Repeat word for word the part of the smart contact lens power text starting at "Power Scavenging Microsystem" and ending at "Mastrangelo, Carlos H.".

:: DOCUMENT TEXT ::
────────────────
Power Scavenging Microsystem for Smart Contact Lenses

• Published in: Small (Weinheim an der Bergstrasse, Germany) Vol. 20; no. 32; pp. e2401068 - n/a
• Main Authors: Pourshaban, Erfan, Karkhanis, Mohit U., Deshpande, Adwait, Banerjee, Aishwaryadev, Hasan, Md Rabiul, Nikeghbal, Amirali, Ghosh, Chayanjit, Kim, Hanseup, Mastrangelo, Carlos H.
• Format: Journal Article
• Language: English
• Published: Germany Wiley Subscription Services, Inc 01.08.2024
• Subjects: Blinking; Contact lenses; Direct current; Electric contacts; Eye (anatomy); eye‐blinking; Maximum power density; metal–air batteries; Photovoltaic cells; Power management; power pack; Power sources; Power supplies; Scavenging; Silicon substrates; smart contact lenses; Solar cells; Wireless power transmission; power pack; eye-blinking; solar cells; metal-air batteries; smart contact lenses
• ISSN: 1613-6810; 1613-6829; 1613-6829
• DOI: 10.1002/smll.202401068

On‐the‐eye microsystems such as smart contacts for vision correction, health monitoring, drug delivery, and displaying information represent a new emerging class of low‐profile (≤ 1 mm) wireless microsystems that conform to the curvature of the eyeball surface. The implementation of suitable low‐profile power sources for eye‐based microsystems on curved substrates is a major technical challenge addressed in this paper. The fabrication and characterization of a hybrid energy generation unit composed of a flexible silicon solar cell and eye‐blinking activated Mg–O2 metal–air harvester capable of sustainably supplying electrical power to smart ocular devices are reported. The encapsulated photovoltaic device provides a DC output with a power density of 42.4 µW cm−2 and 2.5 mW cm−2 under indoor and outdoor lighting conditions, respectively. The eye‐blinking activated Mg–air harvester delivers pulsed power output with a maximum power density of 1.3 mW cm−2. A power management circuit with an integrated 11 mF supercapacitor is used to convert the harvesters’ pulsed voltages to DC, boost up the voltages, and continuously deliver ≈150 µW at a stable 3.3 V DC output. Uniquely, in contrast to wireless power transfer, the power pack continuously generates electric power and does not require any type of external accessories for operation. A hybrid energy generator composed of a flexible silicon solar cell and eye‐blinking activated Mg–O2 harvester is reported. A power pack containing these generators continuously deliver ∼150 µW at a stable 3.3 V DC. Unlike wireless power transfer, the power pack continuously generates electric power and does not require any type of external accessories for operation.
────────────────
:: ENTRIES SHOWN ::
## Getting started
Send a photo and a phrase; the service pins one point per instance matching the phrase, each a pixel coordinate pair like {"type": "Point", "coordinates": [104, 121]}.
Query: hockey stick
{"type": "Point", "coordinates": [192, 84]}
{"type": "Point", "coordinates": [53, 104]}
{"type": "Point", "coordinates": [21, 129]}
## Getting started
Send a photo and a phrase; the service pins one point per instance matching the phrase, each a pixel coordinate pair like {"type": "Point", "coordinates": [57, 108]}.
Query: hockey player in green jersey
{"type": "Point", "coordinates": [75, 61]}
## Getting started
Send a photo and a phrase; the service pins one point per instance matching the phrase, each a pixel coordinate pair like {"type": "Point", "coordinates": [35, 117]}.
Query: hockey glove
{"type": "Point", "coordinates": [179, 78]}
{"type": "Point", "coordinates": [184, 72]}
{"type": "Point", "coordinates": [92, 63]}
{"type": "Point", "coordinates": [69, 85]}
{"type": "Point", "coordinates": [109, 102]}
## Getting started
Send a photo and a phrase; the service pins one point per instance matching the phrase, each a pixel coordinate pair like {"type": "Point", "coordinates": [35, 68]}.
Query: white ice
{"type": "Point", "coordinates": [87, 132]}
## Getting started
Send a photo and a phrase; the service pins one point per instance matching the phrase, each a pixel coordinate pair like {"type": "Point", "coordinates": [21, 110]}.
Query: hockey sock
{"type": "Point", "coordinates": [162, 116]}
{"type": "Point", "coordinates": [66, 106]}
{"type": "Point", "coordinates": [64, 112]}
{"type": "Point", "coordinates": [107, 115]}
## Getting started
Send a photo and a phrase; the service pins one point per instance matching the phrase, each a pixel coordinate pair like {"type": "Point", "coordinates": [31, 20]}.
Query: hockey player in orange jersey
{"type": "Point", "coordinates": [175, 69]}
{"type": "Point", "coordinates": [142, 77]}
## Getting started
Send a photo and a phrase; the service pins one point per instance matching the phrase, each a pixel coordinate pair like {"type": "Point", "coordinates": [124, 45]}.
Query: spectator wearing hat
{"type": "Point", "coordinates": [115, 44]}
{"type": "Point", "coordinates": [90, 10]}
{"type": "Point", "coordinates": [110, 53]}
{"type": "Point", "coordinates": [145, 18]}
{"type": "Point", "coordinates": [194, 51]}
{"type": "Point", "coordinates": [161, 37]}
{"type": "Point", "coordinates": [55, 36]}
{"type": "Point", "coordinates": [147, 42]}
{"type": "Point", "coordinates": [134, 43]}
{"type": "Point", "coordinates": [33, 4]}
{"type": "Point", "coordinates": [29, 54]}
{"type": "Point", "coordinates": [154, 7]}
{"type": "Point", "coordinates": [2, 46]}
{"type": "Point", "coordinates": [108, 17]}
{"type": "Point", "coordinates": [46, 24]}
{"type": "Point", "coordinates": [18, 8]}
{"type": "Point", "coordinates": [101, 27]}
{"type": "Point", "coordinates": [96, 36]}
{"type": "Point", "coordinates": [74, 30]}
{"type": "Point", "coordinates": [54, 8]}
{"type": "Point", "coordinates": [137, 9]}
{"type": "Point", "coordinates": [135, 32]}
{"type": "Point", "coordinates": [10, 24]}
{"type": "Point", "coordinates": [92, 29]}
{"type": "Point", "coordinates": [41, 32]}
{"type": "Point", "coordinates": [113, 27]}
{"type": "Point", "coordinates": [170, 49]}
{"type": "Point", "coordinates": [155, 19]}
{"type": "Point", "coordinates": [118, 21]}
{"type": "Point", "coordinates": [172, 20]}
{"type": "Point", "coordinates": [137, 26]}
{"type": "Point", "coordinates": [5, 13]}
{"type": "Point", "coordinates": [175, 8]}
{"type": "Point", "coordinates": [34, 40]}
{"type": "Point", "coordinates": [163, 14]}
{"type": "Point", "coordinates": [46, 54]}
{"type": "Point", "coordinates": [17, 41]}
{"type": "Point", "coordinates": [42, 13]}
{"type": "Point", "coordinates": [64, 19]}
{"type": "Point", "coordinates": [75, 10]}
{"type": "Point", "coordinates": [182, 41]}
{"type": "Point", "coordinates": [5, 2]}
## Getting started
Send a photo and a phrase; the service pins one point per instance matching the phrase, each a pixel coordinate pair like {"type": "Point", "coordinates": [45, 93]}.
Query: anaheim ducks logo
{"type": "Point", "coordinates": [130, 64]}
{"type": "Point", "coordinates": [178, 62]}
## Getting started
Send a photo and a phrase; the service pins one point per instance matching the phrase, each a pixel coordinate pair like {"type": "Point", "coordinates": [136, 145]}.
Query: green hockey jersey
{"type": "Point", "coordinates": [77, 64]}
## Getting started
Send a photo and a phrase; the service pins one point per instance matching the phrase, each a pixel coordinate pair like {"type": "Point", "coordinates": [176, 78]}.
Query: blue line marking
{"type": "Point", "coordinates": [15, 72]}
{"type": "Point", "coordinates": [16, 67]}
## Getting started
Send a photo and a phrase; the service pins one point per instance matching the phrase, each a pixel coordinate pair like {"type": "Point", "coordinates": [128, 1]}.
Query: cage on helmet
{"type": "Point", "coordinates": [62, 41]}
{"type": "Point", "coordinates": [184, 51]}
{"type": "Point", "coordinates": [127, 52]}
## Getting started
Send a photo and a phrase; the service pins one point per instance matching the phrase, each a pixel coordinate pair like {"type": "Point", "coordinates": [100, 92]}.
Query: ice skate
────────────────
:: RESPONSE ::
Power Scavenging Microsystem for Smart Contact Lenses

• Published in: Small (Weinheim an der Bergstrasse, Germany) Vol. 20; no. 32; pp. e2401068 - n/a
• Main Authors: Pourshaban, Erfan, Karkhanis, Mohit U., Deshpande, Adwait, Banerjee, Aishwaryadev, Hasan, Md Rabiul, Nikeghbal, Amirali, Ghosh, Chayanjit, Kim, Hanseup, Mastrangelo, Carlos H.